___ DOKUMENTAUSZUG ___
Ich kenne die Bezeichnungen Uni-/Bidirektional nur aus der Objektorientierten Welt. Aus der Relationalen Welt kenne ich das nicht. Es gibt zwar in ER-Diagrammen auch Pfeile, die drücken aber nicht die Navigationsrichtung aus, sondern das REFERENCES eines Fremdschlüssels.


----------



## JanHH (20. Mrz 2012)

Naja, die "Bidirektionalität" bezieht sich halt darauf, ob man per JPA von einem Objekt jeweils auf das andere zugreifen kann (also, wie schon geschrieben, die Navigierbarkeit). Das andere ist ja eher ein theoretisches Konzept. Die Items-Tabelle hat eine Order-Spalte, und wir wissen was damit gemeint ist und wie die beiden in Verbindung zueinander stehen. Aber das muss man JPA ja auch entsprechend klar machen.
___
### GESTELLTE AUFGABE 1
Zeigen Sie jede Zeile der folgenden Einträge, die die Zeichenfolge „illuminated“ enthält.
___ ERFASSTE DATEN ___
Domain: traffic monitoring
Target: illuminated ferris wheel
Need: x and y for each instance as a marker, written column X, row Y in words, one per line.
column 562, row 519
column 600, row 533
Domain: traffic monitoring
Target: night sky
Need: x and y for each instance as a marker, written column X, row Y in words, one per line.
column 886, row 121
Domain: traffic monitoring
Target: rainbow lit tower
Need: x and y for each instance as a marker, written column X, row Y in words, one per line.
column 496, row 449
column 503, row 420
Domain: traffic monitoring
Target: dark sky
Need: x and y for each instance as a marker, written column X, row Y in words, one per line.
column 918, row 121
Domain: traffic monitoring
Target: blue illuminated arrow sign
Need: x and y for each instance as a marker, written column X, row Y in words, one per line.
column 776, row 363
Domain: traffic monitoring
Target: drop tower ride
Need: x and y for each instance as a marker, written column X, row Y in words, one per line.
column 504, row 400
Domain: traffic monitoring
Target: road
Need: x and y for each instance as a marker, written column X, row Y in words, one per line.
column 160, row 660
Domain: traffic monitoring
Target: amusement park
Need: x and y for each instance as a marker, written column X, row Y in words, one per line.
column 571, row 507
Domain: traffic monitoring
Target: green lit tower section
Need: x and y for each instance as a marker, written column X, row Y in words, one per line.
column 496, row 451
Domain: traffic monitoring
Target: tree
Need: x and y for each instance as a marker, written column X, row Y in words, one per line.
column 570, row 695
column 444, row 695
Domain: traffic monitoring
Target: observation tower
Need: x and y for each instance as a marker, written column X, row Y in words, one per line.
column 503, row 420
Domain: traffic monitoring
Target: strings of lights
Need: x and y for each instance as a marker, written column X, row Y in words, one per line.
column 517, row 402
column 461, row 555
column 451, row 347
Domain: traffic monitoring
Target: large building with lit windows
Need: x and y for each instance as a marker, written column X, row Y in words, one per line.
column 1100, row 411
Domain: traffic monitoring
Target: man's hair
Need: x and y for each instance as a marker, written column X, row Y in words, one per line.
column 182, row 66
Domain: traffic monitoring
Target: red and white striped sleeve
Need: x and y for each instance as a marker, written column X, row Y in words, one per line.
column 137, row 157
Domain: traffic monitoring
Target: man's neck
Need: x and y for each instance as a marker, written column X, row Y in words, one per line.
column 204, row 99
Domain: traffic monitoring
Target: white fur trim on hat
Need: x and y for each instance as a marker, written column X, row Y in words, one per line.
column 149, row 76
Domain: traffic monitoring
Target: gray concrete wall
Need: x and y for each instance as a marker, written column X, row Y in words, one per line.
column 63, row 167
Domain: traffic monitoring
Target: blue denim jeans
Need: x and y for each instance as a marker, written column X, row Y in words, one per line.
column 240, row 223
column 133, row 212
___
### GESTELLTE AUFGABE 2
Liefern Sie die Fortsetzung des Textes zur Bidirektionalität in JPA, beginnend nach dessen letztem Satz.

### ERGEBNIS DER ÜBUNG 1
Target: illuminated ferris wheel
Target: blue illuminated arrow sign

### ERGEBNIS DER ÜBUNG 2
Order A enthält Item B, entsprechend gehört Item B zu Order A. JPA weiss das, da sich beide Annotationen auf dieselbe Fremdschlüssel-Spalte beziehen.

Es wäre ja auch denkbar, dass Order A Item B enthält, aber von Sicht von Item B aus Item B "denkt", es würde zu Order C gehören. Das wäre dann natürlich ein Fehler, aber von der Struktur her die Konsequenz, wenn bei beiden Kardinalitäten nicht dieselbe Fremdschlüssel-Spalte angegeben werden würde.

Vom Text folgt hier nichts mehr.